(Exercise requirements)
Apart from the pictures, every part of the records below gets retyped exactly.
━━ Input data
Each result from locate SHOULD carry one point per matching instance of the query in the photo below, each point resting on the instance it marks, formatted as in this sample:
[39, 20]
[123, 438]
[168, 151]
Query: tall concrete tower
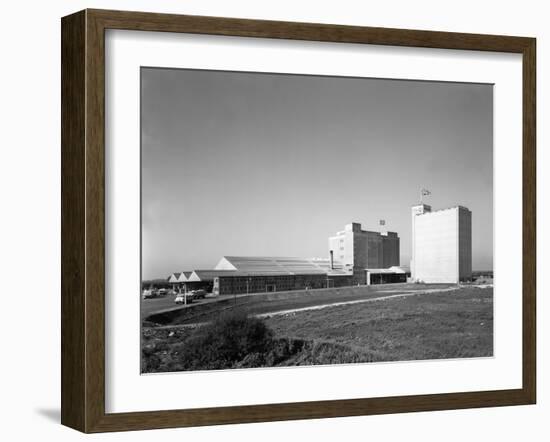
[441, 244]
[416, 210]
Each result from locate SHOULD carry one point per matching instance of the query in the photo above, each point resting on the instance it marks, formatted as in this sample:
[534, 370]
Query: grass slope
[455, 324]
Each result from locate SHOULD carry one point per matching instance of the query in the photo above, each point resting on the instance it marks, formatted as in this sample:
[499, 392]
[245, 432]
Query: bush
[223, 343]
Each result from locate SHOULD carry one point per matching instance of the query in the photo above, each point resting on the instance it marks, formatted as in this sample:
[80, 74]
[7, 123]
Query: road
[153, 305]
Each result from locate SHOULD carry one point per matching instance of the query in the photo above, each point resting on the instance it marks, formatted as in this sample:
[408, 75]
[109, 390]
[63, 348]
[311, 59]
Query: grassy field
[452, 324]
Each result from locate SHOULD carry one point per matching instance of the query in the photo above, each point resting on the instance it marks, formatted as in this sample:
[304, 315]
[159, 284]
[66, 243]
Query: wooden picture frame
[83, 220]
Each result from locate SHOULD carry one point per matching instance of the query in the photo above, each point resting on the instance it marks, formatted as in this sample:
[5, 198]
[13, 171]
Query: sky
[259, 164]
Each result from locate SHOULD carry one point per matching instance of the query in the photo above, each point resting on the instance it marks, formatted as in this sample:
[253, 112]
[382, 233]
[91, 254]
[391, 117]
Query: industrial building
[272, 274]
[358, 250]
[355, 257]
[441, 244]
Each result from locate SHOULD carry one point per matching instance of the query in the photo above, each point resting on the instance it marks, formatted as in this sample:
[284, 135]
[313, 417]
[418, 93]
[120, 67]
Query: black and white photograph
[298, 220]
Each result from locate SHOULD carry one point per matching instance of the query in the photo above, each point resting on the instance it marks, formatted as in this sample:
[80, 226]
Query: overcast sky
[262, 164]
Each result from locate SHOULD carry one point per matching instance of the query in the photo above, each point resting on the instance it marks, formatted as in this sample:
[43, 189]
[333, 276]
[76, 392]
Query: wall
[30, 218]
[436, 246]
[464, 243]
━━━━
(Answer)
Each result from locate SHOULD carry one point per matching instance of the query in the photo below, each point resting on the instance it marks, formatted as in this sample:
[39, 20]
[123, 438]
[168, 151]
Query: tall concrete tower
[441, 244]
[416, 210]
Each result from locate SHOULD carry one point per matching instance of the query in the photo above, each point resting on the instance it marks, formatted as in this sample:
[534, 370]
Query: grass slope
[455, 324]
Each result from locate SHOULD carry one point per matching instance of the query in the photo above, each point resting on the instance it marks, formatted as in this sample:
[499, 392]
[245, 432]
Query: bush
[223, 343]
Each result from locate SHOULD carry one point per matching instance of the query in the photo above, each point resting on the instance it marks, formatted as in this sample:
[80, 74]
[7, 123]
Query: road
[153, 305]
Each result from locate SHOULD carry one point per matching instance of the query in the photo above, each point resting on the instance it marks, formatted as in this sample:
[408, 75]
[109, 390]
[63, 348]
[311, 59]
Query: grassy field
[452, 324]
Each result from locate SHOULD carry one point per matching instance of the query in the photo above, each point resting on the instance it marks, formatted as in this sample:
[304, 315]
[159, 284]
[66, 243]
Query: wooden picture frame
[83, 220]
Each result from locate SHOULD carry one point per matching instance of the query in the photo above, each point resting on the instance it marks, formatted as in this sample:
[5, 198]
[13, 171]
Query: sky
[259, 164]
Each result from locate SHOULD carry one point per matching instance of the query in the photo above, each point resting on the instance it marks, formatted as in this sample:
[253, 112]
[382, 233]
[91, 254]
[391, 117]
Query: industrial building
[272, 274]
[358, 250]
[355, 257]
[441, 244]
Each result from locate SHOULD carry one point per matching instance of the query in the photo above, each point resting on the instance it marks, formatted as in this sample:
[284, 135]
[313, 417]
[418, 93]
[120, 67]
Query: black and white photograph
[298, 220]
Each result from locate SHOULD carry one point per matching instance of the query in the photo above, each point resting on the instance it marks, formatted as in this sample:
[80, 226]
Query: overcast sky
[262, 164]
Each result from locate SHOULD carry one point per matching instance of the query in the photo above, each point resting on the instance it marks, formatted as in this sample:
[43, 189]
[333, 276]
[76, 392]
Query: wall
[30, 218]
[436, 246]
[464, 243]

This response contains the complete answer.